#### PROBLEM STATEMENT
Write out everything from the start of the records down to the line containing "(1005, 815)", substituting "meadow" for "grass field" and leaving all else unchanged. Omit the pictures.

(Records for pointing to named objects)
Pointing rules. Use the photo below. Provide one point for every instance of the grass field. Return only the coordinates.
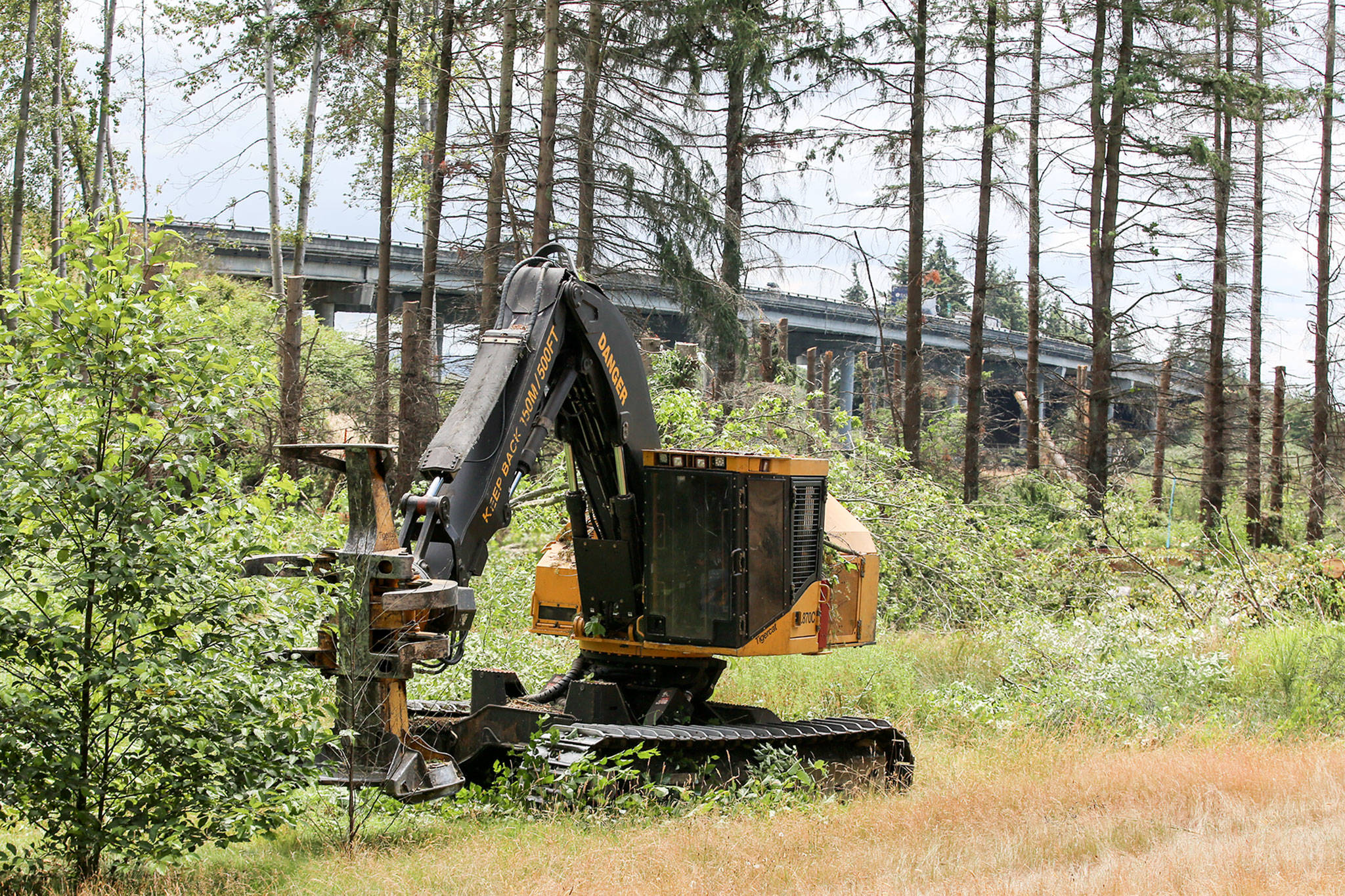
(1005, 815)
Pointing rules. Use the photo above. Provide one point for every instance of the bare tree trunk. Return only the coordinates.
(915, 246)
(584, 151)
(764, 340)
(417, 410)
(810, 375)
(866, 390)
(58, 105)
(1105, 199)
(144, 144)
(1321, 375)
(101, 142)
(546, 135)
(825, 414)
(1274, 532)
(291, 382)
(1165, 383)
(1254, 387)
(499, 160)
(305, 169)
(1033, 390)
(20, 147)
(735, 159)
(382, 300)
(277, 258)
(1215, 454)
(975, 358)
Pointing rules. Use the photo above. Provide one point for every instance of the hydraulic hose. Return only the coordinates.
(558, 687)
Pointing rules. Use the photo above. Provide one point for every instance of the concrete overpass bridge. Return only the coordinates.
(342, 273)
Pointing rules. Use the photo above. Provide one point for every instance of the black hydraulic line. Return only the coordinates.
(563, 684)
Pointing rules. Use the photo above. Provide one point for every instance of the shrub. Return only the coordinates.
(135, 725)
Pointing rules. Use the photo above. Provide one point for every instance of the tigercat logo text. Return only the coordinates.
(613, 371)
(521, 425)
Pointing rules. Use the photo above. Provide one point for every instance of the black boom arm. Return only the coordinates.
(562, 359)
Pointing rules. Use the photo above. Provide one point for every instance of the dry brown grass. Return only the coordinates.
(1011, 816)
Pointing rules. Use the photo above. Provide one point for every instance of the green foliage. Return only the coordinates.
(135, 723)
(632, 781)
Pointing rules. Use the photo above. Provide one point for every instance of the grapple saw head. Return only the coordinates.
(391, 618)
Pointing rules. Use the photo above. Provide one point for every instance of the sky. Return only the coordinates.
(209, 165)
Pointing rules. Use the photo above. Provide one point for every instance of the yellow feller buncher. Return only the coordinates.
(671, 561)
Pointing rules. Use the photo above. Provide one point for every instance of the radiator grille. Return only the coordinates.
(806, 538)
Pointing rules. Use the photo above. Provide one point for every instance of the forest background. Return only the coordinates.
(1033, 605)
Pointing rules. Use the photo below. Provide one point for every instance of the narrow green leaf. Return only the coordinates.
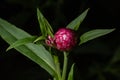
(39, 38)
(94, 34)
(36, 53)
(22, 42)
(45, 27)
(70, 76)
(77, 21)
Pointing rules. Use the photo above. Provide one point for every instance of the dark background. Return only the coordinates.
(91, 58)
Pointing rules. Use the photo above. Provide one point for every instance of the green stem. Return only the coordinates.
(57, 67)
(64, 66)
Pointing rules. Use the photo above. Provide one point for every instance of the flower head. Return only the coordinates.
(65, 39)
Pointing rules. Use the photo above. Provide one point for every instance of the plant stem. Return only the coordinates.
(57, 67)
(64, 66)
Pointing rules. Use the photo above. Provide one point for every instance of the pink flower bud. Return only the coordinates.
(49, 41)
(65, 39)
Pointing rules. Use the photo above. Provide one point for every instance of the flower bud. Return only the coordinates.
(65, 39)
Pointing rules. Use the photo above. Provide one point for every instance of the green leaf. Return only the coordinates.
(77, 21)
(94, 34)
(36, 53)
(70, 76)
(21, 42)
(39, 38)
(45, 27)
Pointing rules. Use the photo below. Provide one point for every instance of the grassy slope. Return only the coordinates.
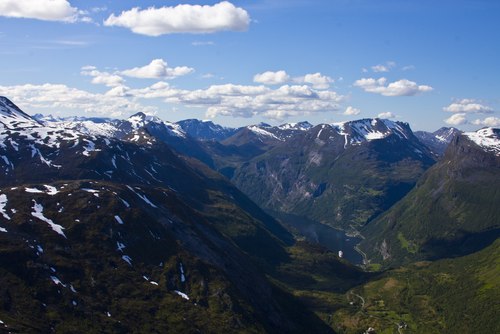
(447, 296)
(452, 211)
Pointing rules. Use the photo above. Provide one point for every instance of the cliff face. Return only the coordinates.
(452, 210)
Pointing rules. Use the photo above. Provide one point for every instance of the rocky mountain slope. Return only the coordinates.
(438, 140)
(112, 235)
(452, 211)
(340, 174)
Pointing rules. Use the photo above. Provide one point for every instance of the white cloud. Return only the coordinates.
(200, 43)
(247, 101)
(386, 115)
(272, 78)
(383, 67)
(468, 106)
(488, 121)
(398, 88)
(408, 68)
(57, 97)
(157, 69)
(226, 100)
(102, 78)
(351, 111)
(317, 80)
(46, 10)
(183, 18)
(456, 119)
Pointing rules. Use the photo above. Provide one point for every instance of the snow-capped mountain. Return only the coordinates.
(438, 140)
(205, 130)
(360, 131)
(11, 117)
(487, 138)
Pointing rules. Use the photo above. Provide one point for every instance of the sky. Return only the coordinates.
(426, 62)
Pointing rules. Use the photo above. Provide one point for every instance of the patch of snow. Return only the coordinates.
(7, 161)
(182, 294)
(33, 190)
(57, 281)
(143, 197)
(127, 259)
(124, 202)
(51, 190)
(183, 278)
(119, 220)
(120, 246)
(3, 203)
(486, 138)
(38, 213)
(89, 148)
(261, 132)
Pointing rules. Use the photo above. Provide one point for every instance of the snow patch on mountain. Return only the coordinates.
(38, 213)
(487, 138)
(3, 203)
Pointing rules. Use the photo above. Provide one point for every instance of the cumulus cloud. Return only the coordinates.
(202, 43)
(468, 106)
(246, 100)
(102, 78)
(456, 119)
(58, 97)
(401, 87)
(383, 67)
(272, 78)
(386, 115)
(157, 69)
(46, 10)
(351, 111)
(317, 80)
(183, 18)
(488, 121)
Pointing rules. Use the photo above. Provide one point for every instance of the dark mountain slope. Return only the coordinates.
(134, 215)
(438, 140)
(453, 210)
(457, 295)
(342, 175)
(205, 130)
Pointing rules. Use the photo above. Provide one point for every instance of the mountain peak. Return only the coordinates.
(13, 117)
(368, 129)
(487, 138)
(304, 125)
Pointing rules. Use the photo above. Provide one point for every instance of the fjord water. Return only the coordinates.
(327, 236)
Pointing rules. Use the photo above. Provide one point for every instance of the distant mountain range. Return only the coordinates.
(144, 225)
(451, 212)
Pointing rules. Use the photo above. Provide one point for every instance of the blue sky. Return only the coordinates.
(429, 63)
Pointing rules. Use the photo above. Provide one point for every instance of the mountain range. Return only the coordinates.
(145, 225)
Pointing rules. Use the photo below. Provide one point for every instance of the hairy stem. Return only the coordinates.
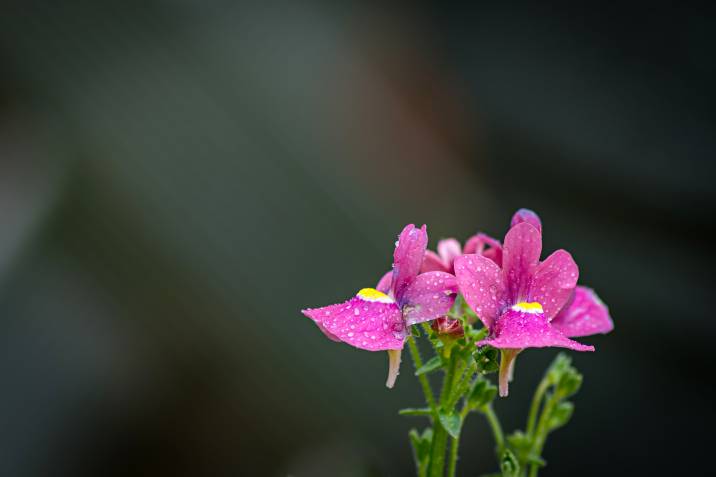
(455, 443)
(424, 383)
(540, 435)
(440, 435)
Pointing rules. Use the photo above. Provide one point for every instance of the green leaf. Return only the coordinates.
(482, 393)
(561, 364)
(560, 415)
(421, 448)
(451, 422)
(509, 465)
(520, 442)
(487, 360)
(412, 411)
(431, 365)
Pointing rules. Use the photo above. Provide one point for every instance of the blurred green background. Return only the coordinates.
(178, 179)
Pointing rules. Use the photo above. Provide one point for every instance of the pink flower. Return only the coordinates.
(449, 249)
(448, 327)
(526, 303)
(377, 319)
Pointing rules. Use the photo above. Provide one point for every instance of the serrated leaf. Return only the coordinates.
(451, 422)
(413, 411)
(431, 365)
(486, 358)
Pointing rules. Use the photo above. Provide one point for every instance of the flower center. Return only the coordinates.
(531, 307)
(371, 294)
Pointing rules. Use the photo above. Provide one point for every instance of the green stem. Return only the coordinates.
(440, 435)
(540, 435)
(455, 443)
(534, 407)
(418, 362)
(496, 428)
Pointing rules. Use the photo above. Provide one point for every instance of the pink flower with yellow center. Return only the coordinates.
(377, 319)
(528, 303)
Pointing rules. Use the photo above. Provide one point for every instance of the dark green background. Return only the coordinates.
(178, 180)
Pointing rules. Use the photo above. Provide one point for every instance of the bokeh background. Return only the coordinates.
(179, 178)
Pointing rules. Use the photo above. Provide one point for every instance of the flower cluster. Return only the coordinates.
(522, 301)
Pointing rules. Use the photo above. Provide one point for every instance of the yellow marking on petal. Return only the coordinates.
(371, 294)
(528, 307)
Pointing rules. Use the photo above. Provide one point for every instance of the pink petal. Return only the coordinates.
(482, 285)
(486, 246)
(369, 325)
(384, 283)
(408, 257)
(518, 330)
(553, 282)
(585, 315)
(428, 297)
(449, 250)
(529, 216)
(433, 263)
(520, 256)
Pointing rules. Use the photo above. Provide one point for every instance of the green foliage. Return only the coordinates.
(433, 364)
(560, 415)
(421, 444)
(487, 359)
(451, 422)
(509, 465)
(482, 393)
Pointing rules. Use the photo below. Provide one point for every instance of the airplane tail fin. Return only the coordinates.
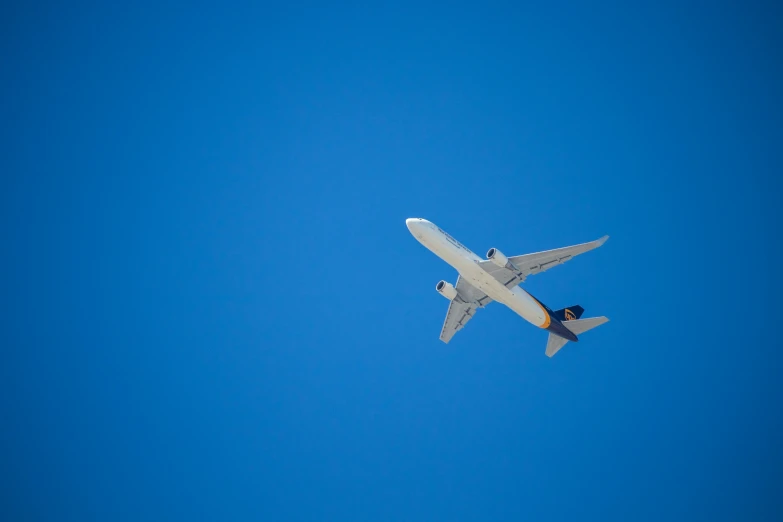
(577, 326)
(569, 313)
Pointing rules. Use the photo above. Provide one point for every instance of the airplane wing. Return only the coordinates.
(462, 308)
(531, 264)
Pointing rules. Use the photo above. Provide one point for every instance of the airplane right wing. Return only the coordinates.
(462, 308)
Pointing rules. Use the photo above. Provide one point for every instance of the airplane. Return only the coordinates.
(496, 278)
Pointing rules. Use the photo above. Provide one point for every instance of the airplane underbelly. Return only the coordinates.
(515, 298)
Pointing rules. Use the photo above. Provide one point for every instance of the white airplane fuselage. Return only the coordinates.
(467, 264)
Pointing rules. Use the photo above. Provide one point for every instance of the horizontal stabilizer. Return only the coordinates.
(582, 325)
(577, 326)
(569, 314)
(554, 343)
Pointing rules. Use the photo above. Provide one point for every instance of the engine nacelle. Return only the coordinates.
(497, 257)
(447, 290)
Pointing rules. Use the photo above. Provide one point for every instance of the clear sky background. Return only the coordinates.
(212, 308)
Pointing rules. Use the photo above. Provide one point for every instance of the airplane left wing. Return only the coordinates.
(531, 264)
(462, 308)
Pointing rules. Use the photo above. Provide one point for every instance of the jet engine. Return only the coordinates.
(497, 257)
(447, 290)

#### EXERCISE OUTPUT
Pointing rules. Use the photo below. Provide one point for every instance of the meadow. Return only the coordinates.
(1005, 815)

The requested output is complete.